• **課題**
認知症に備えた財産の事前対策についての文章を、最後の一文の後から引き継いで書き進めなさい。

(※写真はイメージです/PIXTA)

「財産」とひとえに言っても土地、建物、現金、株式……などさまざまな種類があります。認知症と診断され、そうした財産の管理に支障が生じてしまうと、家族内の混乱を招きかねないため、対策をしておくことが重要です。ただし、ここで注意すべきなのが、財産の種類ごとに対策を検討する必要があるということです。本記事では、実務に精通した弁護士陣による著書『依頼者の争族を防ぐための ケーススタディ遺言・相続の法律実務』(ぎょうせい)より、財産の種類に応じた事前対策について、事例をもとに解説します。

認知症になるのが不安…事前対策をしておきたい

【相談の概要】

A(75歳)は、資産として自宅用土地・建物、収益用土地・建物、現金を有しています。Aには、妻B(70歳)と長男C(45歳)がいます。AとBは、年金の他は、収益用不動産から生じる賃料収入で生活をしています。Cは、AとBの近くに住み、長年、収益用不動産の管理を手伝っていました。

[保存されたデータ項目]
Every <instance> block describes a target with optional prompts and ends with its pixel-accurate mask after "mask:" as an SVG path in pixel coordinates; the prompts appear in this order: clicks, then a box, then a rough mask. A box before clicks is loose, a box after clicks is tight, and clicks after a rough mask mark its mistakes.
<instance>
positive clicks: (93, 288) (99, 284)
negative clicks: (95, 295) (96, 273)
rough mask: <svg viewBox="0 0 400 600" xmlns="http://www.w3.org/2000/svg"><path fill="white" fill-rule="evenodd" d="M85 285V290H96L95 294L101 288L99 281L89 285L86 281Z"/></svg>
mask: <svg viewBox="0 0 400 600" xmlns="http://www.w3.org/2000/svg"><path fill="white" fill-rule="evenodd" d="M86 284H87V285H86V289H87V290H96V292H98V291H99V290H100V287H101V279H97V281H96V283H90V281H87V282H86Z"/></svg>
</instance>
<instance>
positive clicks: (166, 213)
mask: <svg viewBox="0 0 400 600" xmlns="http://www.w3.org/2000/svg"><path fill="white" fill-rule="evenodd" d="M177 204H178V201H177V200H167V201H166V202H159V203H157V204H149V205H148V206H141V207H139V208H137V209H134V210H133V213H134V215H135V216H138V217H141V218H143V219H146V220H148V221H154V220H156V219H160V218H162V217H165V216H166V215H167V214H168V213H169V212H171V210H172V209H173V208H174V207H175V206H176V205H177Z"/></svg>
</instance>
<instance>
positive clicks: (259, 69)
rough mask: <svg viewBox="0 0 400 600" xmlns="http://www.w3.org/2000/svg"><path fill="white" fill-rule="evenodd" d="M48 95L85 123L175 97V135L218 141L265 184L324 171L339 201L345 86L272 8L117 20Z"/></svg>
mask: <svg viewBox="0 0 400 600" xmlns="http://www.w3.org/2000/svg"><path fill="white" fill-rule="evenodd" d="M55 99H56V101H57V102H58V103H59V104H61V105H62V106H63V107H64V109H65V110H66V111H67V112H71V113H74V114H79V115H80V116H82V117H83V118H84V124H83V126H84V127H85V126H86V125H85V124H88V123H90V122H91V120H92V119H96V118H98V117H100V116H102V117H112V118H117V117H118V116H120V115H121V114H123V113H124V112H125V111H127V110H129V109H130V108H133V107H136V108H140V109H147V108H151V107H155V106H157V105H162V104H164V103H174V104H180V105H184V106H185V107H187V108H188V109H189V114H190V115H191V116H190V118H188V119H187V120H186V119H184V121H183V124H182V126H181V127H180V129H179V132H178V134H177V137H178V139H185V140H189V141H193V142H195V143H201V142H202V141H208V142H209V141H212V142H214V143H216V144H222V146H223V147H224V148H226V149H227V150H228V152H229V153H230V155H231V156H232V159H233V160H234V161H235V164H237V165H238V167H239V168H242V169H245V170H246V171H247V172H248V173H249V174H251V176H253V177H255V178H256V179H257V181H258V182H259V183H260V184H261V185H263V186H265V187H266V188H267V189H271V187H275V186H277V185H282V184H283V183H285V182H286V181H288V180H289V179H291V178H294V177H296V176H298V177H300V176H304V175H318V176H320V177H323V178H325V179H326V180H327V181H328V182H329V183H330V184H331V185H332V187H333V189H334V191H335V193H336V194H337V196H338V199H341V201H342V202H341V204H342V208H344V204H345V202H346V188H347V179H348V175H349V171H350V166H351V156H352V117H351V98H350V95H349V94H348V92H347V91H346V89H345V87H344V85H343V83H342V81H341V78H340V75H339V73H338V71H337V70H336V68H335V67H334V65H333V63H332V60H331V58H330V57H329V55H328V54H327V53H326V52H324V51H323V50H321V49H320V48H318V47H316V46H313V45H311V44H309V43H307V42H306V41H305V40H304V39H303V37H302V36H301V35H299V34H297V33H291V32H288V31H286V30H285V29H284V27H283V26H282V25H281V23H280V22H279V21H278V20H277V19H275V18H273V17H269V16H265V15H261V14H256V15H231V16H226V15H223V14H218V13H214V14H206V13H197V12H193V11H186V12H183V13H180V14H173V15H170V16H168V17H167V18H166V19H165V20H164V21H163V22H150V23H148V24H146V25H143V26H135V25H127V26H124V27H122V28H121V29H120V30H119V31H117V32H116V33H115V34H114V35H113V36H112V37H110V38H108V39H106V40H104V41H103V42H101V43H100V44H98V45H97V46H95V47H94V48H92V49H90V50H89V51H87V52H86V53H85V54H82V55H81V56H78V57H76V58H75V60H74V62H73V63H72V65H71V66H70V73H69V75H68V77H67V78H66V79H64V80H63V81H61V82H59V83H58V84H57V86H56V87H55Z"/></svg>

• **模範解答**
 

Aは、加齢とともに、物忘れも目立ち始め、将来、さらに判断能力が低下したときのことを心配しています。Aが、上記の資産の他、定期預金、畑、上場株式、借地権を有している場合はどうでしょうか。

 

【相談を受けた弁護士の回答】

Aが有する資産の管理のために、信託契約を締結することが考えられます。この場合、受託者は、AとBの近くに住み、従前から不動産の管理を手伝ってきたCが適任です。定期預金、畑、上場株式、借地権については、信託が利用できない可能性があるので、これらの資産については、別途、任意後見契約の手続きを検討することが考えられます。

1.背景

進む高齢化…認知症対策がますます重要に

ご相談のように、高齢者が判断能力の衰えを出発点として、財産管理の対策を検討する事例は増えてきています。今後、高齢化社会の進展とともに、このような事例は益々増加すると考えられます。

 

高齢者が十分な判断能力を有するうちは、問題はあまり生じません。しかし、高齢者の判断能力が衰えてきた場合に、財産の管理に支障が生じる事態が想定されます。例えば、金融機関から預金を引き出そうとする場合や、所有する不動産に修繕の必要が生じた場合など、財産の所有者に十分な判断能力がなければ、適切な対応ができない場面が生じることになります。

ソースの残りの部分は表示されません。